Direction 1: Reproduce the pre-drilling text below word for word, in full.

Text:
__________

I found that I had to pre-drill for screws no matter the wood because my upper body strength wasn't great enough to just drive in screws, even with impact driver. :(
 
Pre-drilling is a good practice regardless as it greatly reduces the chance of splitting the wood. Just make sure that the hole you make is a little smaller than the screw so that it can bite into the walls and compress the wood a little around it.
 
I found that I had to pre-drill for screws no matter the wood because my upper body strength wasn't great enough to just drive in screws, even with impact driver.
A little bees or candle wax on a screws can help a great deal.

Pre-drilling is a good practice regardless as it greatly reduces the chance of splitting the wood. Just make sure that the hole you make is a little smaller than the screw so that it can bite into the walls and compress the wood a little around it.
Pilot holes must be carefully sized, especially if using tapered screws(like wood screws).

__________

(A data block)
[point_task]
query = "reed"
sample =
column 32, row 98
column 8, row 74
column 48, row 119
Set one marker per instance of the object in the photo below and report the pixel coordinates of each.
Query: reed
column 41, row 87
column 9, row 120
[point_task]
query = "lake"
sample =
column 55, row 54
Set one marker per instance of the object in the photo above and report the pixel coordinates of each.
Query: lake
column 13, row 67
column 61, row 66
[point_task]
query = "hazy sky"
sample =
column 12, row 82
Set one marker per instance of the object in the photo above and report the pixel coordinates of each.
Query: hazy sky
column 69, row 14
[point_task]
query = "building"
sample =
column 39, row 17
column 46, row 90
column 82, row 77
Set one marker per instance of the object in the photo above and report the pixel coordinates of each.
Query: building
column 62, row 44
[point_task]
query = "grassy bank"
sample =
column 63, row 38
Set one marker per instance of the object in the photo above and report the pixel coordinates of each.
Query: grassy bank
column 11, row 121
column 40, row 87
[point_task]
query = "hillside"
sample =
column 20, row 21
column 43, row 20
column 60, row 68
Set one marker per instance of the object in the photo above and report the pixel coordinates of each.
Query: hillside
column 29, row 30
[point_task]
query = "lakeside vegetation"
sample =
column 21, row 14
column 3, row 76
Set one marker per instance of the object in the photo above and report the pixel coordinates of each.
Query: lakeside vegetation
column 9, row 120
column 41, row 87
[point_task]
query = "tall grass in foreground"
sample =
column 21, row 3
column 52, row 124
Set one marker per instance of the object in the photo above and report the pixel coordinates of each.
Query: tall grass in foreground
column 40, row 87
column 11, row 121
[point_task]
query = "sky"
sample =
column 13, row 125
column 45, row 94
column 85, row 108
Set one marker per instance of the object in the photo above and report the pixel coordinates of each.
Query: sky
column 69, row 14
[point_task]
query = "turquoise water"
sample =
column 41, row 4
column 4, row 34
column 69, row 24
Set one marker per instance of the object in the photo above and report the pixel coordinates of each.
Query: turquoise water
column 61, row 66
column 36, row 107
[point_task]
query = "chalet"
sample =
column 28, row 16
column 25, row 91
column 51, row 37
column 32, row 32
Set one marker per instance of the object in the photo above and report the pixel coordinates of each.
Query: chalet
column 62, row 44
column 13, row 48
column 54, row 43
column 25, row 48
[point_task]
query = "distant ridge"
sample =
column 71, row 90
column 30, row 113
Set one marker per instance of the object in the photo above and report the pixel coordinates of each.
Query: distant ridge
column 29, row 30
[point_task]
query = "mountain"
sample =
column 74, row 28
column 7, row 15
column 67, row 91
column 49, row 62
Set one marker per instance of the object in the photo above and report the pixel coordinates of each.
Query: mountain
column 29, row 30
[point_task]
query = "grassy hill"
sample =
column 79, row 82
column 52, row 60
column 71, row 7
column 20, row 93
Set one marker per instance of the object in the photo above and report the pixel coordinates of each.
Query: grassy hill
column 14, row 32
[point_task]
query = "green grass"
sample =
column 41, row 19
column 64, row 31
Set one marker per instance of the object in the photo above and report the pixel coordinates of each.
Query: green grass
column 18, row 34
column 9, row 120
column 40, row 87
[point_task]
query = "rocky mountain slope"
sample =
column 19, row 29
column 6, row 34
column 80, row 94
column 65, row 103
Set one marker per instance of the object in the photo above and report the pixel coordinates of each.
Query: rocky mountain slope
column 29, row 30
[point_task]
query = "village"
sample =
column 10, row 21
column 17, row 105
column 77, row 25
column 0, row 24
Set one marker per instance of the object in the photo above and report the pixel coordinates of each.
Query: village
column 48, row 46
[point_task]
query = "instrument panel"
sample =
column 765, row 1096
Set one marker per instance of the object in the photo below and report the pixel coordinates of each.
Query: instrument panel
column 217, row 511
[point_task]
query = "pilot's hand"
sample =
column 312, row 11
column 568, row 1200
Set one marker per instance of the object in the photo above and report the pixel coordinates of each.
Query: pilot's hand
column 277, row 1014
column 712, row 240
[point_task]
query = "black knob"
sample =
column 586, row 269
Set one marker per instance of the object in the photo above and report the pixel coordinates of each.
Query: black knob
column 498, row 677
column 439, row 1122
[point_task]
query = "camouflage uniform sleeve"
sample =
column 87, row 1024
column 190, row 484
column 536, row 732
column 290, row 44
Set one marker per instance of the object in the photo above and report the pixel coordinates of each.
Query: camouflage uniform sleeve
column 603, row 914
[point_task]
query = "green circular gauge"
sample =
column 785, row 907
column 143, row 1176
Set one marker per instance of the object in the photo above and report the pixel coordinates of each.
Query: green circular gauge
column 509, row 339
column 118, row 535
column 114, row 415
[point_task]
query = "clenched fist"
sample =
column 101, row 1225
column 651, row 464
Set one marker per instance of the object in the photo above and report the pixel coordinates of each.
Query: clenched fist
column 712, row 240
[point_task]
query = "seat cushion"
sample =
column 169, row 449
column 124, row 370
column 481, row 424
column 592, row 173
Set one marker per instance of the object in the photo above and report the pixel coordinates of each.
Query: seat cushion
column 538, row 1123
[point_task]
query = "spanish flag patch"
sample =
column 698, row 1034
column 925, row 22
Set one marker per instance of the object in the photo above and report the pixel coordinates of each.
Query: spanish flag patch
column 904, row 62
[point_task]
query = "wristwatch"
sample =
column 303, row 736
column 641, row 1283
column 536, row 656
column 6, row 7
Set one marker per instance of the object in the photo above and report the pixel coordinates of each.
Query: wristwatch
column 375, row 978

__________

Direction 2: Locate every line in the rows above that contains the word "spanish", and copy each one out. Case counts.

Problem solution 1:
I found that I had to pre-drill for screws no matter the wood because my upper body strength wasn't great enough to just drive in screws, even with impact driver. :(
 
Pre-drilling is a good practice regardless as it greatly reduces the chance of splitting the wood. Just make sure that the hole you make is a little smaller than the screw so that it can bite into the walls and compress the wood a little around it.
 
I found that I had to pre-drill for screws no matter the wood because my upper body strength wasn't great enough to just drive in screws, even with impact driver.
A little bees or candle wax on a screws can help a great deal.

Pre-drilling is a good practice regardless as it greatly reduces the chance of splitting the wood. Just make sure that the hole you make is a little smaller than the screw so that it can bite into the walls and compress the wood a little around it.
Pilot holes must be carefully sized, especially if using tapered screws(like wood screws).

Problem solution 2:
query = "spanish flag patch"
Query: spanish flag patch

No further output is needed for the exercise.